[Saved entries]
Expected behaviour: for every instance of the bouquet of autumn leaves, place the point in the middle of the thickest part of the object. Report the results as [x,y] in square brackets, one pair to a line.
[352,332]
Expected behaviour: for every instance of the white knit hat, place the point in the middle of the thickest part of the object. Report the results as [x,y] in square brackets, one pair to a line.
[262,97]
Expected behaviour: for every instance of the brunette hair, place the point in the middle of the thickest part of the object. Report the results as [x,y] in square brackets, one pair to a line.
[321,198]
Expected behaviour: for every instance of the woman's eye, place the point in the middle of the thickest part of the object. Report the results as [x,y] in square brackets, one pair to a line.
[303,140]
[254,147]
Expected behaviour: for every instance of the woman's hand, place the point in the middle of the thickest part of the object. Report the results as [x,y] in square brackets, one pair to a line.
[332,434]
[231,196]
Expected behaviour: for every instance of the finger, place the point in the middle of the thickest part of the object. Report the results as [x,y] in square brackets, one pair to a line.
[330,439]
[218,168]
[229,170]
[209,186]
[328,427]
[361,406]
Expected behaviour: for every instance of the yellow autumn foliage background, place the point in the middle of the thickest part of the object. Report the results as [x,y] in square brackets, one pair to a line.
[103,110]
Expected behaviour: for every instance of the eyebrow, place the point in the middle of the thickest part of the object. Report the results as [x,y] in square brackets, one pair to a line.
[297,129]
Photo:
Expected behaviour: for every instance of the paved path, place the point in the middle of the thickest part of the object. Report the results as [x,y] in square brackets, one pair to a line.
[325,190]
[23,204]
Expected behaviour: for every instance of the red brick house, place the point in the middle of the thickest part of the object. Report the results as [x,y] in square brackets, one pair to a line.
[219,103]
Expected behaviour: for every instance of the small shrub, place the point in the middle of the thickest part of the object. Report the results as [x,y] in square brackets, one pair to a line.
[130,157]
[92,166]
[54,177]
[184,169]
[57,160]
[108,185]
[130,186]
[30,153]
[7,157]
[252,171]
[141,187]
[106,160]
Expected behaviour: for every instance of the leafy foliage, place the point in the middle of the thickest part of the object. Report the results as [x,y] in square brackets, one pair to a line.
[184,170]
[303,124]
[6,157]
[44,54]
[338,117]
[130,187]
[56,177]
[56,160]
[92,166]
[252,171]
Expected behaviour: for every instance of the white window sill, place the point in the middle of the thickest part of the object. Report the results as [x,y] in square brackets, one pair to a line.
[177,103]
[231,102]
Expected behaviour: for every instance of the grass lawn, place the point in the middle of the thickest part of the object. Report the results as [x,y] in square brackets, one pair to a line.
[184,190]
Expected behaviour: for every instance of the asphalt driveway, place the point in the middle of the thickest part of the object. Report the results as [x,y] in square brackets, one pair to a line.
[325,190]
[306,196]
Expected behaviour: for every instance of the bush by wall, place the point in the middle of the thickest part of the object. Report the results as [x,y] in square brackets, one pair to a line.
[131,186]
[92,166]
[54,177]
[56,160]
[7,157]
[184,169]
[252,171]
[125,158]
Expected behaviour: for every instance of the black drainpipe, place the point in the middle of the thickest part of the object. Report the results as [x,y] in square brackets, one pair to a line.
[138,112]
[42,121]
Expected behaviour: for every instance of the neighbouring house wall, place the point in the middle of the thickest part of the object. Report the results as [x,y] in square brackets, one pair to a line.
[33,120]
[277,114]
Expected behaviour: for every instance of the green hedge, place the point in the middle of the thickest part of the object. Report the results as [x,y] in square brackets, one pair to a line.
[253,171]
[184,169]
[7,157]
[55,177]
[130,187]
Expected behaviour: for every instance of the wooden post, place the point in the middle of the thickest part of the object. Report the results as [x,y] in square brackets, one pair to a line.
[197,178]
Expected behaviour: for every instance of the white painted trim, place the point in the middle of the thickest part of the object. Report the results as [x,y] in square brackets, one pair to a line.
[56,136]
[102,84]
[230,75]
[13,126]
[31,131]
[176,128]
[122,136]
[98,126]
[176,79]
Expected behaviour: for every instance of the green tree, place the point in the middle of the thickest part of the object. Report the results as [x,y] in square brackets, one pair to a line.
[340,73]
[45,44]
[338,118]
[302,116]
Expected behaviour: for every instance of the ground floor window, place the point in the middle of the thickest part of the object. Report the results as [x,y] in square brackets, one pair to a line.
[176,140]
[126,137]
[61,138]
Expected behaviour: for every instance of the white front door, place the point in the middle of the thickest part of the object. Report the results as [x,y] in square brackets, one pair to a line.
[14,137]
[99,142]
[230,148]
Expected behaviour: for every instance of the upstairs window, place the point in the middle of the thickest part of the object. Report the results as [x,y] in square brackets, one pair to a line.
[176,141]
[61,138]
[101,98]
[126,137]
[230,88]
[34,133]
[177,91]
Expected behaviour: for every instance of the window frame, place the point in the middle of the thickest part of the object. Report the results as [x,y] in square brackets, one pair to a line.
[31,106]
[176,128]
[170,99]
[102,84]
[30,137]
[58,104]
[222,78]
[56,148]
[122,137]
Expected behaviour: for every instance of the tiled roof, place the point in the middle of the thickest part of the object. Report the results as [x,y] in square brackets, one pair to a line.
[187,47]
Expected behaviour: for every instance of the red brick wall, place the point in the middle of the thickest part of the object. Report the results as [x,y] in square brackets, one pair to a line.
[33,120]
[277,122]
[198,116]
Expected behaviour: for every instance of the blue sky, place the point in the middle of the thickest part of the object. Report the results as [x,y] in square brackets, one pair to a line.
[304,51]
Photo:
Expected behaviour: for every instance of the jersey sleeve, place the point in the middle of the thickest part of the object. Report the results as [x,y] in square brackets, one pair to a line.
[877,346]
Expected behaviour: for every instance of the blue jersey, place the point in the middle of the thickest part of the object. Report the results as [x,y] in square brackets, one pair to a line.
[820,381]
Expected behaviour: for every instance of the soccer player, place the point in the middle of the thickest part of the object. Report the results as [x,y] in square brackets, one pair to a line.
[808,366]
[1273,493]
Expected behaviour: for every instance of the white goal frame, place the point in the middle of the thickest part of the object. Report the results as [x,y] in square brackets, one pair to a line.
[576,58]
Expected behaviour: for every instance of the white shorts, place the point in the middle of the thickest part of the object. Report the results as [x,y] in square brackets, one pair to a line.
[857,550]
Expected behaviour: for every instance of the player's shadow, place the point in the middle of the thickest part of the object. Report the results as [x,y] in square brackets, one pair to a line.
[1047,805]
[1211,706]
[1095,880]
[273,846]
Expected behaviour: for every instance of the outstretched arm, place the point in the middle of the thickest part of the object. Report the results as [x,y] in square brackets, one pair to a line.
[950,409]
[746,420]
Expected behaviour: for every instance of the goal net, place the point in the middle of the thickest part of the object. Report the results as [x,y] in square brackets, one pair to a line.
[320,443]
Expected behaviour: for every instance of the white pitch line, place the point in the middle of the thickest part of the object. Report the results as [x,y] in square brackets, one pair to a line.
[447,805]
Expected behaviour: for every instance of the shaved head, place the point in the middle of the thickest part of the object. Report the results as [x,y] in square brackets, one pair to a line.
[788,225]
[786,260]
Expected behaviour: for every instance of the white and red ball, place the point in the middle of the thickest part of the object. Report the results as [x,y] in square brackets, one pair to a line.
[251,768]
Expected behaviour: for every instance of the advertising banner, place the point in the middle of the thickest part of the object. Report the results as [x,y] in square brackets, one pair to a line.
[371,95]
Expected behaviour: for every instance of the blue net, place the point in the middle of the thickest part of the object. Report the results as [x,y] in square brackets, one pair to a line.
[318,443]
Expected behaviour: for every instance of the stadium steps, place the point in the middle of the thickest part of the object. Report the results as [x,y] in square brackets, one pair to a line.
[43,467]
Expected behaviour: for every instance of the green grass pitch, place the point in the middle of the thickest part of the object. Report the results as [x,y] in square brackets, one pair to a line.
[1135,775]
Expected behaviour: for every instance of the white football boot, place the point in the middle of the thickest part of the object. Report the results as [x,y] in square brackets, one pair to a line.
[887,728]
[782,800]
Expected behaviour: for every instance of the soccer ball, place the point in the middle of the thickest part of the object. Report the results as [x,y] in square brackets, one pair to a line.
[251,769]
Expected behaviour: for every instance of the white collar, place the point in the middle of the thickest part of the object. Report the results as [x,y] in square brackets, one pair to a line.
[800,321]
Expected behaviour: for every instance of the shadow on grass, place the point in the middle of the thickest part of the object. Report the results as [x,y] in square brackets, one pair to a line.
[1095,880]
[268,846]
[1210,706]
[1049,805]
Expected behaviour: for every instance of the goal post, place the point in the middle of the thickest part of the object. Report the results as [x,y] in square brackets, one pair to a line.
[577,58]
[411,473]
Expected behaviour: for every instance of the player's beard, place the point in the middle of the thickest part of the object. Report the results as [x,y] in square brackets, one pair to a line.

* Work instruction:
Reproduce the records above exactly, starting with the line that contains "white collar, place" and ending with the last line.

* Task solution:
Expected behaviour: for every instance of the white collar, place the point in the middle of the thickest part of the object. Report the results as [x,y] in square brackets, one pair to a line.
[800,321]
Expected behaviour: for every instance of the shadow on grass, place the point in the middle of the thickest part of the object. Report the results as [x,y] in square brackets, one pair to a line.
[1095,880]
[268,846]
[1210,706]
[1049,805]
Expected behaviour: for every instance of the goal post, place the point in the middle of the thickest part of the object. Report the results as [x,y] in square brackets, one pair to a line.
[577,58]
[411,473]
Expected behaviour: for every instance of the player's beard, place the point in the middle of the thickest part of the object. Report the results as [x,y] in square brackets, one pair to a line.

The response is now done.